#### Region annotation entries:
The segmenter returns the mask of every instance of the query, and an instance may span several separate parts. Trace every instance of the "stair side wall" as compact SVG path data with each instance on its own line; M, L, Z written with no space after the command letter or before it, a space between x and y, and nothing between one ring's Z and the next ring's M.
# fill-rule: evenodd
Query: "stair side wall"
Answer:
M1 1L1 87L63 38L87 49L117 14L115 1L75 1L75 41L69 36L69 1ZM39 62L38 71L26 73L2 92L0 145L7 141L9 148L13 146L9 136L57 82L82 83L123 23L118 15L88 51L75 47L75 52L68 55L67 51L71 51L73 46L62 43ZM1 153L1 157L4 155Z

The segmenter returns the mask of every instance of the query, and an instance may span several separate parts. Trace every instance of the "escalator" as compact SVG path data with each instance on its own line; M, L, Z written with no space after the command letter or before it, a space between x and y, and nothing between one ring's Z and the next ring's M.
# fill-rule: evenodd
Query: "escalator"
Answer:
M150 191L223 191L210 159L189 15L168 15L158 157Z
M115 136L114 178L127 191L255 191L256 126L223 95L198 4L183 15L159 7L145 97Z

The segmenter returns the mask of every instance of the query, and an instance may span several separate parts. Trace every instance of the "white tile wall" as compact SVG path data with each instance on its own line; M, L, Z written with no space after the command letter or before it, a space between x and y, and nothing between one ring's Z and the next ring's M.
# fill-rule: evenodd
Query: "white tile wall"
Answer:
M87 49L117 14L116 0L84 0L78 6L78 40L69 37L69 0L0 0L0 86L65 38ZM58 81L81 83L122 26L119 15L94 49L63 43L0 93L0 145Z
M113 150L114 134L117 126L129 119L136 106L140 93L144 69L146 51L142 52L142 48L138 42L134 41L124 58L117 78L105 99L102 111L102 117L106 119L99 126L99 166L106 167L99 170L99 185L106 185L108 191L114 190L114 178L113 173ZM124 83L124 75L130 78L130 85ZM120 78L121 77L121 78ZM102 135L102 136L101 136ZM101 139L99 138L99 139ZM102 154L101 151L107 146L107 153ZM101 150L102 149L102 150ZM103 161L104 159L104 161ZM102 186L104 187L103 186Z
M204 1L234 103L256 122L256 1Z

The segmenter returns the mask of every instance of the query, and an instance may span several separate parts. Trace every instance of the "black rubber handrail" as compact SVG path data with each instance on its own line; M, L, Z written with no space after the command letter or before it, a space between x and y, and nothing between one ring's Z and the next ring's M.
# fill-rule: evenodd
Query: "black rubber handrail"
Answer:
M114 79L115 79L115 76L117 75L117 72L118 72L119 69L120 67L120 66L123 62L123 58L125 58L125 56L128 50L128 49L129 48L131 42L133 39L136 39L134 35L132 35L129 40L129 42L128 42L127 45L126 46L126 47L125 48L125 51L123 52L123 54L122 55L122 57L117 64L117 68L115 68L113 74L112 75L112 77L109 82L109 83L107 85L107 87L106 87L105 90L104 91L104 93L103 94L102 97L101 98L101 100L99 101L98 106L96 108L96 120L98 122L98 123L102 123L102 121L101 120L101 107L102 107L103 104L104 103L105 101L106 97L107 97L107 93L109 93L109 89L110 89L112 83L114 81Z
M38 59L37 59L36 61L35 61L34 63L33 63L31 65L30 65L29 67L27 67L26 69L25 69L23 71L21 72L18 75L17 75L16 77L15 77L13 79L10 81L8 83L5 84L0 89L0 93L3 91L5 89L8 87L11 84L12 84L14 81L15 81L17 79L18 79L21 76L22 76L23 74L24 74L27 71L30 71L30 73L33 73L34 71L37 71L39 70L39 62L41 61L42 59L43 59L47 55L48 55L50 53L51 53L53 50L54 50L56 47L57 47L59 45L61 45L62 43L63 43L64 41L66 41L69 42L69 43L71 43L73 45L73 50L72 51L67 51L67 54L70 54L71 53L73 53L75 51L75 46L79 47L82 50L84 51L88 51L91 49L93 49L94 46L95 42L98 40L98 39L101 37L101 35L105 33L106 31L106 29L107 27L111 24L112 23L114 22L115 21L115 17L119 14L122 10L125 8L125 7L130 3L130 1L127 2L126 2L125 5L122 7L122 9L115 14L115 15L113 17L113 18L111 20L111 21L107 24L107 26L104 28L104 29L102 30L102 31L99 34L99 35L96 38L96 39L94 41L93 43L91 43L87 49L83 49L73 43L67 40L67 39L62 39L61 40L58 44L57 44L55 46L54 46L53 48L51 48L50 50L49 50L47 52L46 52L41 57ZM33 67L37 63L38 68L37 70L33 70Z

---

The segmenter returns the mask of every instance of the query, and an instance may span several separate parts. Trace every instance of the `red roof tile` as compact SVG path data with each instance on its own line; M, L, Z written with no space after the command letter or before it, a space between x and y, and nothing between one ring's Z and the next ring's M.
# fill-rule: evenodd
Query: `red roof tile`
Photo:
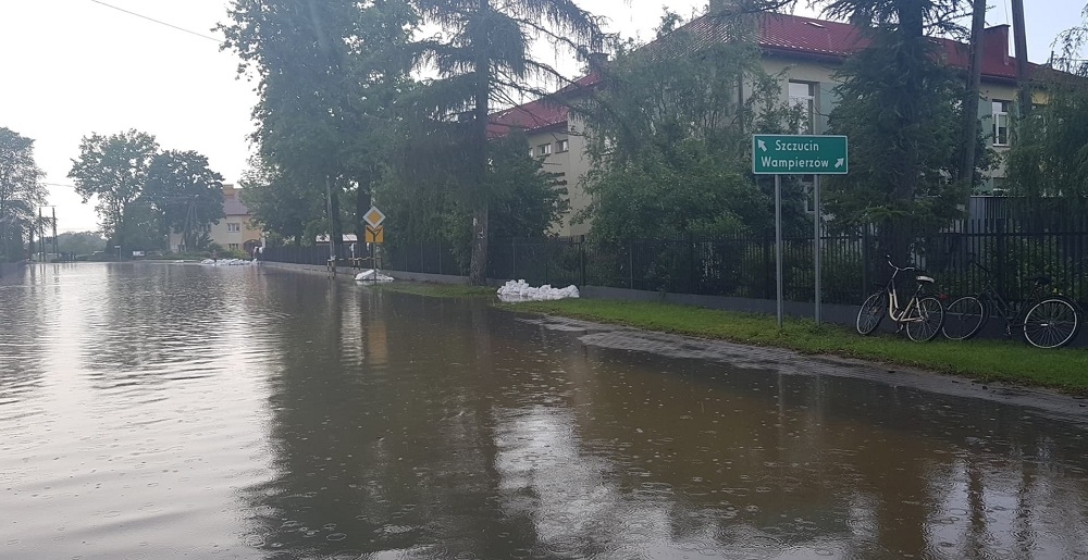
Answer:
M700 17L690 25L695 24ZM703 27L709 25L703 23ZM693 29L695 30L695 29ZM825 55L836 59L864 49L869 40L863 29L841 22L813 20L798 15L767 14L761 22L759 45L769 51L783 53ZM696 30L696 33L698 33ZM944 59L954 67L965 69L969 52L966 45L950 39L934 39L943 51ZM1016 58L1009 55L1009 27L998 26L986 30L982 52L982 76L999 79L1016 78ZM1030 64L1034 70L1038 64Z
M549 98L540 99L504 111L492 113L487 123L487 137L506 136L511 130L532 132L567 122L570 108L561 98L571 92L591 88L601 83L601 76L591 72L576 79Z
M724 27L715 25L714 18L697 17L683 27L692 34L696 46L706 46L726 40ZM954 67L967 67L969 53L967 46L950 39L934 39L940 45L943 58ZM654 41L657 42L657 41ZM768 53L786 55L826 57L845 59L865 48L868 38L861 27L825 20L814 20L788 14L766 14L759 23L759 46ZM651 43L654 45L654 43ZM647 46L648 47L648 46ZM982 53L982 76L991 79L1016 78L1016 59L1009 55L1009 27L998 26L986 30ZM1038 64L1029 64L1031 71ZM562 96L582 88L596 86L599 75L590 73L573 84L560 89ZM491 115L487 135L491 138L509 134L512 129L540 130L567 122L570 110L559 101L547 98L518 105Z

...

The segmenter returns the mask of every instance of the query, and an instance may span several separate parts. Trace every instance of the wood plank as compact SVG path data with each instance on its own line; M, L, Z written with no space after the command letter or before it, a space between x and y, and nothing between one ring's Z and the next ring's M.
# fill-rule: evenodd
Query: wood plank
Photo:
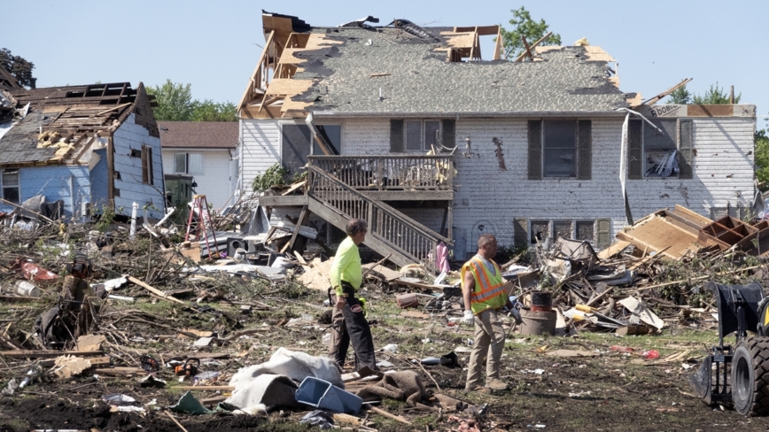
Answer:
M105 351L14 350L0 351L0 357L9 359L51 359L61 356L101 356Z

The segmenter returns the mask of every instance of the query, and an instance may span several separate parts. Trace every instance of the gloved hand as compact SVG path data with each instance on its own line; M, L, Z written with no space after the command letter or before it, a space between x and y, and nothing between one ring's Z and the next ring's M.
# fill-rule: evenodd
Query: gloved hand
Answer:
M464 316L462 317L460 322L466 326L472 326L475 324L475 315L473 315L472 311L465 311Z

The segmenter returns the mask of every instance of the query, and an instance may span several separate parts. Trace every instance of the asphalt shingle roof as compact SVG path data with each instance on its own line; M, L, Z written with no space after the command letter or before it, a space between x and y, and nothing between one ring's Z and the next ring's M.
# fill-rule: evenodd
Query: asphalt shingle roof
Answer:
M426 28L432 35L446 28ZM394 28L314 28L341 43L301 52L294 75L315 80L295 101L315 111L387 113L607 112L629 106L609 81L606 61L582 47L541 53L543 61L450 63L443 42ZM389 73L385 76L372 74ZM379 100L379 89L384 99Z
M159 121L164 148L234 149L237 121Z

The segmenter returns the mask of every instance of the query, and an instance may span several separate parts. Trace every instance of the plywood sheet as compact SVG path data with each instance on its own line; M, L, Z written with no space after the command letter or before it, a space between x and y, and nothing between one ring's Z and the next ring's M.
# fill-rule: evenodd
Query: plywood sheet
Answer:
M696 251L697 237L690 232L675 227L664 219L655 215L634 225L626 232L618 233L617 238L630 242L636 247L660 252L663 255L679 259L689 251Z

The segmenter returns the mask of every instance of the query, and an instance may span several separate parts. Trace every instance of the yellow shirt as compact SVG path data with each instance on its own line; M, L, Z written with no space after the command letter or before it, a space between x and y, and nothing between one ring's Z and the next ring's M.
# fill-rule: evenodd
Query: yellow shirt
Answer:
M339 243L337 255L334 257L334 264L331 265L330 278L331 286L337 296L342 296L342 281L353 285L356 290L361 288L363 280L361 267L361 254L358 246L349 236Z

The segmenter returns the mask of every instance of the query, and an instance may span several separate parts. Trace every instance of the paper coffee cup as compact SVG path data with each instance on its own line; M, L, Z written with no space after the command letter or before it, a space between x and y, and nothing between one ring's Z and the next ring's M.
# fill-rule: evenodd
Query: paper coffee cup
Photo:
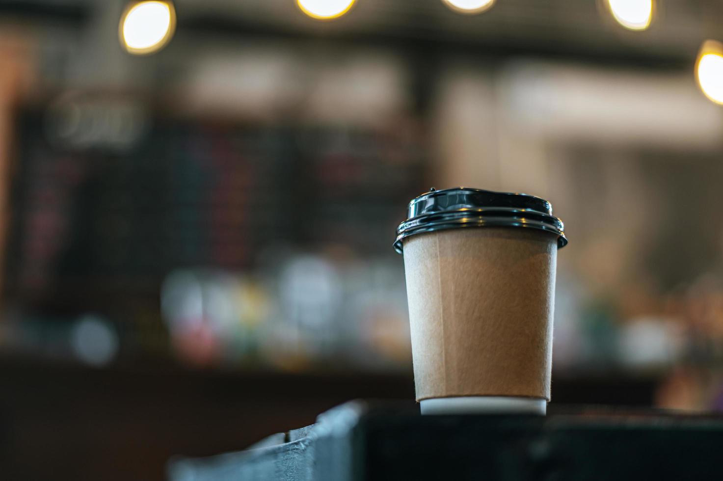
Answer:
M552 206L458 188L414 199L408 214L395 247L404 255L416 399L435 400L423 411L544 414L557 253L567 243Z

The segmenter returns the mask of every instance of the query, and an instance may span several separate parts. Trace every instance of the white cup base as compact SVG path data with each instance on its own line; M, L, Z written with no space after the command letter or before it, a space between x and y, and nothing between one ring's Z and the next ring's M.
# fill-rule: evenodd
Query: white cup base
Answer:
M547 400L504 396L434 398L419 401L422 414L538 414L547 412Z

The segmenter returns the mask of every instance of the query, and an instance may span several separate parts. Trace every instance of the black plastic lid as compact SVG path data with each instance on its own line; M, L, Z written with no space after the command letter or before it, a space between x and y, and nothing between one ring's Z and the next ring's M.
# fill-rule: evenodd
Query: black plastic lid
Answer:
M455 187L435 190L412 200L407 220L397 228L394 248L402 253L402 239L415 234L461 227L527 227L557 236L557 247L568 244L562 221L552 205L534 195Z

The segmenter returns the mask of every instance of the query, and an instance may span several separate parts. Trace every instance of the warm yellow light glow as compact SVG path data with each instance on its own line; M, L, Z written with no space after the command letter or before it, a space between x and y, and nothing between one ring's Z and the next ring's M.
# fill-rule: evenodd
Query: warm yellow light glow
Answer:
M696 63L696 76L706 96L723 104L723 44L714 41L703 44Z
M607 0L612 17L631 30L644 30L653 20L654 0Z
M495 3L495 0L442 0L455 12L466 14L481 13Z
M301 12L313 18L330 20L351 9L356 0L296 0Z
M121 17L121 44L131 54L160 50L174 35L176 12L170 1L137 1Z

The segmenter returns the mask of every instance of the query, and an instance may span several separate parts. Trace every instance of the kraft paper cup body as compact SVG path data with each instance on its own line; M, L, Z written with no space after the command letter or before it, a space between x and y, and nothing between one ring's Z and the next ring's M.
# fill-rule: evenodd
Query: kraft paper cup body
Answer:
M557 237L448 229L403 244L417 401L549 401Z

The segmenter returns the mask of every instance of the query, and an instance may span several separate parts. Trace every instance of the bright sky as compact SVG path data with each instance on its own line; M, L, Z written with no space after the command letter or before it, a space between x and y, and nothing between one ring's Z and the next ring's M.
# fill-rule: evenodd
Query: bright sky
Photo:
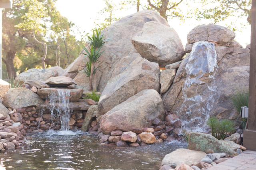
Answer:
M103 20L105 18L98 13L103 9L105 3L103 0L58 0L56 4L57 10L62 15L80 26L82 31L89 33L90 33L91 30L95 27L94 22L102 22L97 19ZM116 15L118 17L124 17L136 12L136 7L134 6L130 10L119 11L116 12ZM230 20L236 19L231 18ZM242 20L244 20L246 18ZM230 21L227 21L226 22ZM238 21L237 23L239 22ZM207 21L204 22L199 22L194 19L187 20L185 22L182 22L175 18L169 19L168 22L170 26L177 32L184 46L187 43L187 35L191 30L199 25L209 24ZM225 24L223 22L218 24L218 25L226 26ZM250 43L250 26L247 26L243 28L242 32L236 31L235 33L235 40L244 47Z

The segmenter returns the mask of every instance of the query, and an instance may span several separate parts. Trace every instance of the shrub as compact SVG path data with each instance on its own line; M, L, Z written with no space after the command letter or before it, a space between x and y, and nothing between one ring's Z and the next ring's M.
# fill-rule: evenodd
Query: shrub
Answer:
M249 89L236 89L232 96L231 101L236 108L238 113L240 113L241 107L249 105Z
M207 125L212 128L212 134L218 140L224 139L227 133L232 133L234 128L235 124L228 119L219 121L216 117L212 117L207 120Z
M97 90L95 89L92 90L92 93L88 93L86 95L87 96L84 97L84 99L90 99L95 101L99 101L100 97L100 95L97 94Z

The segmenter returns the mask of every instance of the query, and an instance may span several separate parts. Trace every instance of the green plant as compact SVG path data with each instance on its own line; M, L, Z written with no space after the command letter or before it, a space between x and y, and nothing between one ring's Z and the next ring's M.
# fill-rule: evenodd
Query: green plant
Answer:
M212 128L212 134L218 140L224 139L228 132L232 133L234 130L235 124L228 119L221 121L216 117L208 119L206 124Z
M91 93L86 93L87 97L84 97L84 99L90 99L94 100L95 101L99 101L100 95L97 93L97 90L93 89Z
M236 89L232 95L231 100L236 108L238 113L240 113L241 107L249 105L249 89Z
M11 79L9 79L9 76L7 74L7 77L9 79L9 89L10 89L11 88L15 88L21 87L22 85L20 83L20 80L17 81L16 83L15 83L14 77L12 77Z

#### WRITTEN REQUEST:
Edit the listing's stretch from the line containing "of the black" through the line containing "M455 187L435 190L412" by swapping "black plastic lid" for "dark plastic cap". Return only those lines, with nothing else altered.

#### PROBLEM SOLUTION:
The segmenter returns the mask of every instance of the query, and an instance may span several separate parts. Trace every instance of the dark plastic cap as compact SVG path data with each instance on its own line; M, L, Z written with no space after the command letter or before it, a space between x and y, and nothing between one ring's Z and the next ring's M.
# fill-rule: evenodd
Query: dark plastic cap
Answer:
M455 187L435 190L412 200L407 220L397 228L394 248L402 253L402 239L415 234L461 227L527 227L557 236L557 247L568 244L562 221L552 205L534 195Z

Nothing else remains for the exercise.